Short task -
Answer these questions about the blogging text below:
(a) What foundation does the writer say all of their posts are built on?
(b) What percentage of readers does the writer say leave encouraging comments, suggestions, or constructive criticism?
(c) Which three places does the text name where people post hateful things?

Selection -
* * *

You don’t have to choose a niche to be a successful blogger (though you certainly can). You can write about a variety of things–many bloggers do, including me! I share recipes, travel plans, organizational systems, wedding details, what God is teaching me, blogging information, and my own story, among other things. However, it’s important to build all of your posts on the same foundation, which for me, is what I’ve outlined above, basically this: honest and authentic Christ-centered intentionality and encouragement. Completely random and mismatched thoughts without any commonalities can be difficult for a reader to connect with, whereas varying thoughts with a similar thread can be engaging and interesting.
Questions to ask yourself: Do I know what I want to write about? What are my core truths and values that I want to built my writing on?
5 | The Internet Can Be Mean
I don’t know if it’s even worth elaborating this point, because I’m confident that anyone reading this is nodding in agreement. The internet is vast, and it can be really, really mean.
Though 95 percent of my readers leave encouraging comments, great suggestions, constructive criticism, and interesting “me too!” stories, there’s always that other five percent. The people who send hateful and ugly comments and emails for no reason other than simply to be mean! The people who criticize what they don’t understand and jump to assumptions and accusations prematurely. You know these people, you’ve seen them on Facebook, on other blogs, on Instagram–anywhere where people can post hateful things anonymously (or without having to look the recipient in the eye), they do. It’s so odd to me, so cowardly. Like, you know there’s a person behind the pixels, right?
Anyway, the bottom line is this: that you will experience the beauty and the ugly of the internet if you blog. Your audience will eventually grow beyond your Facebook friends and family and other people who don’t know you personally will begin to read your writing. When this happens, it’s really exciting, especially if you’re intentionally trying to grow your following. But along with the excitement can come a heavy dose of deflation if you’re not expecting some of the mean comments you’ll almost certainly receive. Spiteful, rude people and internet trolls should not deter you from blogging, but you should be realistic with yourself. Know that the feedback you’ll receive won’t always be kind!
The best way to handle this, in my opinion, is to always write from a place of who you authentically are (see #4). When you’re genuinely doing that, anyone who is mean or critical of your ideas won’t ruin you because you’ll be able to stand firmly behind your words and thoughts, since they were written out of an authentic place. (Even though hurtful words will still sting!)

* * *

Data listing -
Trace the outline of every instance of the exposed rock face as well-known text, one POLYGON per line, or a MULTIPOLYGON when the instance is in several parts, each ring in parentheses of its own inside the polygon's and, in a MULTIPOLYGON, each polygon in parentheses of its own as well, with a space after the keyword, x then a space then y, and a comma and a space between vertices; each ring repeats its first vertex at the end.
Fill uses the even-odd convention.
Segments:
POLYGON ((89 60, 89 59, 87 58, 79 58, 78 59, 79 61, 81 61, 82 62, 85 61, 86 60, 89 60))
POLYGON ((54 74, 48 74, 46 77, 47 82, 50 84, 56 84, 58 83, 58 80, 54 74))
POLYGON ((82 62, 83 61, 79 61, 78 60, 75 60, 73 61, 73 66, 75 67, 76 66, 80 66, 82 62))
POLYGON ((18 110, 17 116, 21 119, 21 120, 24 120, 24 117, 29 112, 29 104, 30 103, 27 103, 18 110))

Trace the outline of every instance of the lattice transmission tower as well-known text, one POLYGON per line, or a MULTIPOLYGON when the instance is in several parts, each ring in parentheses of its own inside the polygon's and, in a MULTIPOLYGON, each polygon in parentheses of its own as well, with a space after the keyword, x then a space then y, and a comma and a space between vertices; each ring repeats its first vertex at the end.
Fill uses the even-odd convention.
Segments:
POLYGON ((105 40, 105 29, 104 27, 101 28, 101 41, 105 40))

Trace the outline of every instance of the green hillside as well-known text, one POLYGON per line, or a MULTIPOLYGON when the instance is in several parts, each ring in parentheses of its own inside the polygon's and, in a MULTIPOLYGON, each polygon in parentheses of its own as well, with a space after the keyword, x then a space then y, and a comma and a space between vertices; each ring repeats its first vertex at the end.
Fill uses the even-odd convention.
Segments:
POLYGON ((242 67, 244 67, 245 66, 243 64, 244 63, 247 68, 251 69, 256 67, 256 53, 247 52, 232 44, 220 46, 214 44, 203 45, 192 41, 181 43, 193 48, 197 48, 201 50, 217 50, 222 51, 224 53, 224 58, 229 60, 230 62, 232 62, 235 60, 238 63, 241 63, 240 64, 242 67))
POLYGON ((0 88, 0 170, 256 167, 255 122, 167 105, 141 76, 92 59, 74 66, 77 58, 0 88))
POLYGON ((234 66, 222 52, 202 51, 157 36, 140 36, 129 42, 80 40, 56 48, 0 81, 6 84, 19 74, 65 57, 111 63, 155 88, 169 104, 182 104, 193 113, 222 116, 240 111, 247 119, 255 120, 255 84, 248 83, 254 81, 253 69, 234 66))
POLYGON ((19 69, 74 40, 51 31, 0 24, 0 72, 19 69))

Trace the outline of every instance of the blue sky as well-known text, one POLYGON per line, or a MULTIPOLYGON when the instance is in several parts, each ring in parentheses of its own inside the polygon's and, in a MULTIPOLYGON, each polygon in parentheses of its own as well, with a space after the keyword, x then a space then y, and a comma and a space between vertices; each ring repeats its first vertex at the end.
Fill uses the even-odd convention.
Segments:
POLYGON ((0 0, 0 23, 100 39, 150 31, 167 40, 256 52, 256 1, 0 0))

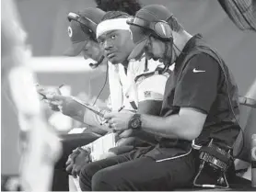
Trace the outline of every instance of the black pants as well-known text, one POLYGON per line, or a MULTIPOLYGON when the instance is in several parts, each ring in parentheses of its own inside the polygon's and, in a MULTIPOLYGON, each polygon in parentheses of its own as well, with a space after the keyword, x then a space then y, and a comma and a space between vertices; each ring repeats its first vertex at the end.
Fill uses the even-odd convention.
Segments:
POLYGON ((69 191, 68 173, 65 171, 65 163, 68 155, 76 147, 88 144, 99 137, 94 133, 65 134, 60 136, 62 139, 63 154, 54 166, 52 191, 69 191))
POLYGON ((162 162, 134 152, 91 163, 81 170, 83 191, 172 190, 191 186, 196 171, 193 152, 162 162))

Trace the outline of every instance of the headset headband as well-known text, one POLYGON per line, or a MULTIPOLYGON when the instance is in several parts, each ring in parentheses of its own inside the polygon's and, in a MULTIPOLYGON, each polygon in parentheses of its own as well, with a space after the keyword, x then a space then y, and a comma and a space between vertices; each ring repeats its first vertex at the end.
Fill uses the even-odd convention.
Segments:
POLYGON ((67 16, 67 19, 69 22, 71 20, 75 20, 80 24, 83 24, 89 29, 90 32, 92 32, 92 31, 94 33, 96 32, 97 24, 87 17, 82 17, 82 16, 79 16, 78 14, 70 12, 67 16))
POLYGON ((129 17, 127 24, 153 30, 159 38, 169 40, 172 38, 172 30, 165 20, 147 21, 139 17, 129 17))
POLYGON ((150 28, 154 30, 154 26, 157 22, 149 22, 139 17, 129 17, 127 19, 129 25, 138 26, 141 28, 150 28))

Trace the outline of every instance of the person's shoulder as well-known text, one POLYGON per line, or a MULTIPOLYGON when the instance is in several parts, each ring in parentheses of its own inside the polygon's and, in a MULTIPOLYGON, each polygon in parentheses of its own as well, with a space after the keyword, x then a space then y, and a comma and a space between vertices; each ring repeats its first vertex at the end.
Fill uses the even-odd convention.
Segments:
POLYGON ((218 61, 213 57, 212 55, 206 52, 199 52, 197 54, 192 55, 188 63, 196 64, 196 65, 204 65, 204 66, 218 66, 218 61))

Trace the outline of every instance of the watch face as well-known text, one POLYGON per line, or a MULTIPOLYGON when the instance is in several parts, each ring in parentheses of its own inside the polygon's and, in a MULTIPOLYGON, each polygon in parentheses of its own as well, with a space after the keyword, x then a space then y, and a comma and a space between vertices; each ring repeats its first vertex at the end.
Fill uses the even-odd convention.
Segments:
POLYGON ((138 119, 135 119, 133 120, 131 125, 133 128, 138 128, 140 126, 140 120, 138 119))

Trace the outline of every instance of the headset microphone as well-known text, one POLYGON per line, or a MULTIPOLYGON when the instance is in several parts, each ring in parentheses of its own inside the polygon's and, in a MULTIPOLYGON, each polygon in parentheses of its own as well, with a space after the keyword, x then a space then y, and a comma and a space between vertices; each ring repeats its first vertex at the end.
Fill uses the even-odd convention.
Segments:
POLYGON ((104 56, 101 56, 100 59, 99 59, 99 61, 98 62, 96 62, 96 63, 92 63, 92 62, 91 62, 91 63, 89 63, 89 66, 90 66, 92 69, 97 68, 99 64, 102 63, 104 58, 105 58, 104 56))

* * *

Answer for the task -
(a) Honest and authentic Christ-centered intentionality and encouragement.
(b) 95 percent.
(c) Facebook, other blogs, and Instagram.